WORK INSTRUCTIONS: In two sentences, summarize the text on tax withholding for Non-U.S. Holders.

QUOTED TEXT:
........
We will be required to withhold and remit to the IRS 21% of any distributions to Non-U.S. Holders attributable to gain from our sale or exchange of U.S. real property interests. Under longstanding regulations we may also be required to withhold and remit to the IRS 21% of any distributions to Non-U.S. Holders that are, or, if greater, could have been, designated as capital gain dividends. Distributions can be designated as capital gains to the extent of our net capital gain for the taxable year of the distribution. The amount withheld, which for individual Non-U.S. Holders may substantially exceed the actual tax liability, is creditable against the Non-U.S. Holder’s U.S. federal income tax liability and is refundable to the extent such amount exceeds the Non-U.S. Holder’s actual U.S. federal income tax liability, and the Non-U.S. Holder timely files an appropriate claim for refund.

Distributions by us to a “qualified foreign pension fund,” within the meaning of Section 897(l) of the Code (“Qualified Foreign Pension Fund”), or any entity all of the interests of which are held by a Qualified Foreign Pension Fund, is exempt from FIRPTA, but may nonetheless be subject to U.S. federal dividend withholding tax unless an applicable tax treaty or Section 892 of the Code provides an exemption from such dividend withholding tax. Non-U.S. Holders who are Qualified Foreign Pension Funds should consult their tax advisors regarding the application of these rules.
........
DATA RECORDS:
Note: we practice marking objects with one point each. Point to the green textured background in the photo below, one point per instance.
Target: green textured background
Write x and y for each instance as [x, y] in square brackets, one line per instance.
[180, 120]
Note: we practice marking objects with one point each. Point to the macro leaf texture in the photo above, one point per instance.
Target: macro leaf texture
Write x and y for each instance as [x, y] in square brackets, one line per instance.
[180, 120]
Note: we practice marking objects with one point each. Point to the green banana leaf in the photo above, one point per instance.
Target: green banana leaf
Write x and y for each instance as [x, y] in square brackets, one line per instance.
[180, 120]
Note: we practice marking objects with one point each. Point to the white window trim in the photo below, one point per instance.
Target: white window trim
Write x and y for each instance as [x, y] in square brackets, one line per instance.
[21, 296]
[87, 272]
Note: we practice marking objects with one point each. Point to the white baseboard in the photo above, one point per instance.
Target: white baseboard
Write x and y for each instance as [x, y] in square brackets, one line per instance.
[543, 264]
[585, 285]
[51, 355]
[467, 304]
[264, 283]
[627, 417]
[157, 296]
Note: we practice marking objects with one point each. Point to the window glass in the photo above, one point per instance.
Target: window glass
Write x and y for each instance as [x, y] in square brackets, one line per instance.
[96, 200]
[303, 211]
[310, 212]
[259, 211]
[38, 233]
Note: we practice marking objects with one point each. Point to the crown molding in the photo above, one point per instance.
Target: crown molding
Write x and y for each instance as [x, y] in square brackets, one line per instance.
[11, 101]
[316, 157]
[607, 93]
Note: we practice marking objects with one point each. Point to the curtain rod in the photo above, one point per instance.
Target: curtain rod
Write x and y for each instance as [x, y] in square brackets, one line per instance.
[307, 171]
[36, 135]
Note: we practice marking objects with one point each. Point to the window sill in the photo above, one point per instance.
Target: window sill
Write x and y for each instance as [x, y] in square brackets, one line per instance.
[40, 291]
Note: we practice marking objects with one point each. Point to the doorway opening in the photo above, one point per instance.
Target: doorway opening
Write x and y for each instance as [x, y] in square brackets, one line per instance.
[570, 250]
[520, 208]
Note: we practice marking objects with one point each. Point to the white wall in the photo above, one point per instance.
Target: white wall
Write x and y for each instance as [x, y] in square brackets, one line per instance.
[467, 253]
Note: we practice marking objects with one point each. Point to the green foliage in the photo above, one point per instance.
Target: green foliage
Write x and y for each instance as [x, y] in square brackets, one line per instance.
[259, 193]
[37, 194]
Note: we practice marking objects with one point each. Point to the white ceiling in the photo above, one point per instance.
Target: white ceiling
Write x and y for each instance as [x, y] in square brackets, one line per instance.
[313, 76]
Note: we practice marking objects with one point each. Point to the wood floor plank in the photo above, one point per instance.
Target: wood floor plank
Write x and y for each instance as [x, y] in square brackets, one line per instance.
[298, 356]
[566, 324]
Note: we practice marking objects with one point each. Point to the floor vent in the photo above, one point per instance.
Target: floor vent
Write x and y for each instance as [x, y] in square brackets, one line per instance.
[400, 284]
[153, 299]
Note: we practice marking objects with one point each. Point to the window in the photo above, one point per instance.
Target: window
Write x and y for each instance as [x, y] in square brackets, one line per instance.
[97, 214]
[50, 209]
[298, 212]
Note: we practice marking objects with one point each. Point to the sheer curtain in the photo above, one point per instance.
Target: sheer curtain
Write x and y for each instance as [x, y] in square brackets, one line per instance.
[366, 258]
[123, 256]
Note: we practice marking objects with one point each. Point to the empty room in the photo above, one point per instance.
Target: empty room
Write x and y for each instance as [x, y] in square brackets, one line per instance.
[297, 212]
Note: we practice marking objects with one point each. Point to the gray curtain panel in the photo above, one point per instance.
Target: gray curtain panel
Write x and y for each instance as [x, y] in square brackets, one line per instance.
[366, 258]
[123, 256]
........
TASK OUTPUT: A 21% withholding applies to distributions to Non-U.S. Holders attributable to gain from the sale or exchange of U.S. real property interests, and may also apply to distributions that are, or could have been, designated as capital gain dividends, with the amount withheld creditable against the holder's U.S. federal income tax liability and refundable on a timely claim if it exceeds that liability. Distributions to a Qualified Foreign Pension Fund, or to an entity wholly held by one, are exempt from FIRPTA but may still be subject to U.S. federal dividend withholding tax unless a tax treaty or Section 892 of the Code provides an exemption.